Мы полагаем, что каждый из предметов герменевтически соотнесён с определённым Лицом Пресвятой Троицы, указывая на рассмотренный ранее личностный аспект троичного сослужения, а вместе они образуют соответствующую смысловую линию, выражающую триединство Господа Бога. Если эта соотнесённость в принципе допустима, на что мы весьма надеемся, то, согласно предположению, гора подразумевает Лицо Бога Отца. Такое сопоставление может показаться неожиданным, но попробуем его обосновать, предварительно оговорив, что предметы тварного мира бесконечно далеки от Лиц Троицы, поэтому предпринимаемые здесь усилия могут носить характер аналогий, неких предызображений, косвенных свидетельств.
В реальности горы чувствуется некая первичная сила, даже мощь. Представляется, что это как раз сопутствует Отцовскому деянию: исходный посыл, созидательный глас. Гора, тем самым, косвенно указывает на зиждительное начало. Не менее, если не более важно то, что интуиция горы подразумевает принцип восхождения, достижения некоего предела (уместно вспомнить литургическое восклицание «горе имеем сердца!»). Вспомним также то, что к Отцу возводит Христос на максимуме досягаемого: «будьте совершенны, как совершен Отец ваш небесный!» (Мф. 5,48). Конечно, гора сама по себе не содержит ничего личностного, ей безнадёжно не хватает бытия для другого. Но мы и не стремимся приписать ей подобные качества, не онтологизируем её реальность, как если бы она существовала сама по себе. В то же время, в изменившихся, вернее, преобразившихся на иконе Андрея Рублёва условиях будет неправильно всего лишь сохранить за прежде фактурными, увесистыми «объектами» статус значков-указателей. Тогда получится, что гора, дом и дерево служат не более чем напоминанием об имевших место исторических событиях, при этом к новым, рублёвским акцентам, к внутрибожественным реалиям они не будут иметь отношения. Наверное, подобная трактовка возможна, но, признаемся, нас она не устраивает, поскольку ведёт к разобщению смысловых начал композиции иконы, к утрате её предполагаемого, искомого единства. Поэтому продуктивнее усматривать в горе следы реального ветхозаветного происшествия, адресующего нас от тварно-священных событий к первосвященству Бога Отца. Действительно, подчеркнём это: та же гора и в тварном мире не имеет из себя исходящей онтологии.

### Короткое задание 1
Какое Лицо Пресвятой Троицы, согласно тексту для чтения, подразумевает гора?

### Исходные данные
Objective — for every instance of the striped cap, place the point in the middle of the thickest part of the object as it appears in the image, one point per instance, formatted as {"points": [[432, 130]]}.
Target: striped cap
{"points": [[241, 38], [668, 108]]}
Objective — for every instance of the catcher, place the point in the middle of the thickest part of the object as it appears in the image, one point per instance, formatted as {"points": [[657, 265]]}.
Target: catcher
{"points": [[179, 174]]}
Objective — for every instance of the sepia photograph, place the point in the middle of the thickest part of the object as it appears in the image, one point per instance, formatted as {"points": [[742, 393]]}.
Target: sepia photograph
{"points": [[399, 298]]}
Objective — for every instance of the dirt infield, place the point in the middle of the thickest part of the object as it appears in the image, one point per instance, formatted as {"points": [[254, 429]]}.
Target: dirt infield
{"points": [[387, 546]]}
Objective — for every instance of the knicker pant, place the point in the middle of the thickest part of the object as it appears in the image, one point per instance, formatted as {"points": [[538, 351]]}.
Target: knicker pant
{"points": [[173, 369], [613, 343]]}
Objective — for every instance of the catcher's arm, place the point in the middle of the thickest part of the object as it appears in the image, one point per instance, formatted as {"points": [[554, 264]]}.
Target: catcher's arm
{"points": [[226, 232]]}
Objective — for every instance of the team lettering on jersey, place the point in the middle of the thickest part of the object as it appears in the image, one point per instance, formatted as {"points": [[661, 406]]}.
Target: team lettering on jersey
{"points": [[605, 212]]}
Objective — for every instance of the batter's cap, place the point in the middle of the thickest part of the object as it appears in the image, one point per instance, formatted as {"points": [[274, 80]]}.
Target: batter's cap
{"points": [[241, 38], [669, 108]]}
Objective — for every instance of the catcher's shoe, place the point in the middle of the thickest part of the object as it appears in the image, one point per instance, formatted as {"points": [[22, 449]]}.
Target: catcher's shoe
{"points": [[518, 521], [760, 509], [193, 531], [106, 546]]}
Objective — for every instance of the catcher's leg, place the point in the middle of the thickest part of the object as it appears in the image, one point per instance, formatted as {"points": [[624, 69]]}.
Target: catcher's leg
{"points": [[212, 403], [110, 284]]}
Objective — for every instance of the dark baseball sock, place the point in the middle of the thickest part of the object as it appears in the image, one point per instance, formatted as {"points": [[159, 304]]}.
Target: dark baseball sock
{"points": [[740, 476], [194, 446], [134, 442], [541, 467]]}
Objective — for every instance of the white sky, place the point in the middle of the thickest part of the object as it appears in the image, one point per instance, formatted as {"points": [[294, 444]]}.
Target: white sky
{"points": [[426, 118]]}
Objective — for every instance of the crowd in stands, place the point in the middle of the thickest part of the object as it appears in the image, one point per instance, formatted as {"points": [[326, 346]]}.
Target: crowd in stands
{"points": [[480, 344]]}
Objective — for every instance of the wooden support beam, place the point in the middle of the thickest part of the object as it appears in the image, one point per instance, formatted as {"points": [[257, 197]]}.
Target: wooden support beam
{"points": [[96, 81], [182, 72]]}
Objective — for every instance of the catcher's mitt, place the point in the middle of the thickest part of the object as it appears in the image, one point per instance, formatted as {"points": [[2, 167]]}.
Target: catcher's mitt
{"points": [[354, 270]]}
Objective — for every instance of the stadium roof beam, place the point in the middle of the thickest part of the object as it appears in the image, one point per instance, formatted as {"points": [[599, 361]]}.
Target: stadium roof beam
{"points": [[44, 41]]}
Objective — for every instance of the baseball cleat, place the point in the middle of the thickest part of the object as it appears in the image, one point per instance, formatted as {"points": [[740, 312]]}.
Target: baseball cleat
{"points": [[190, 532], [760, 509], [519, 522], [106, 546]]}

### Короткое задание 2
Перепишите всё от строки списка, содержащей «Objective — for every instance of the stadium», до конца списка включительно, вместе с запросами. Координаты точек в ответах масштабируйте с коэффициентом 0,55 и округлите до целых (половины вверх); запросы и образцы формата в них не меняйте.

### Решение 1
Лицо Бога Отца.

### Решение 2
Objective — for every instance of the stadium roof beam, place the point in the middle of the thickest part of the object as it appears in the image, one point per instance, formatted as {"points": [[599, 361]]}.
Target: stadium roof beam
{"points": [[24, 23]]}
Objective — for every instance of the baseball cleat, place the point in the middle of the thickest part of the object as it appears in the image, one point per instance, formatted as {"points": [[740, 312]]}.
Target: baseball cleat
{"points": [[105, 293], [418, 280], [285, 287], [58, 300]]}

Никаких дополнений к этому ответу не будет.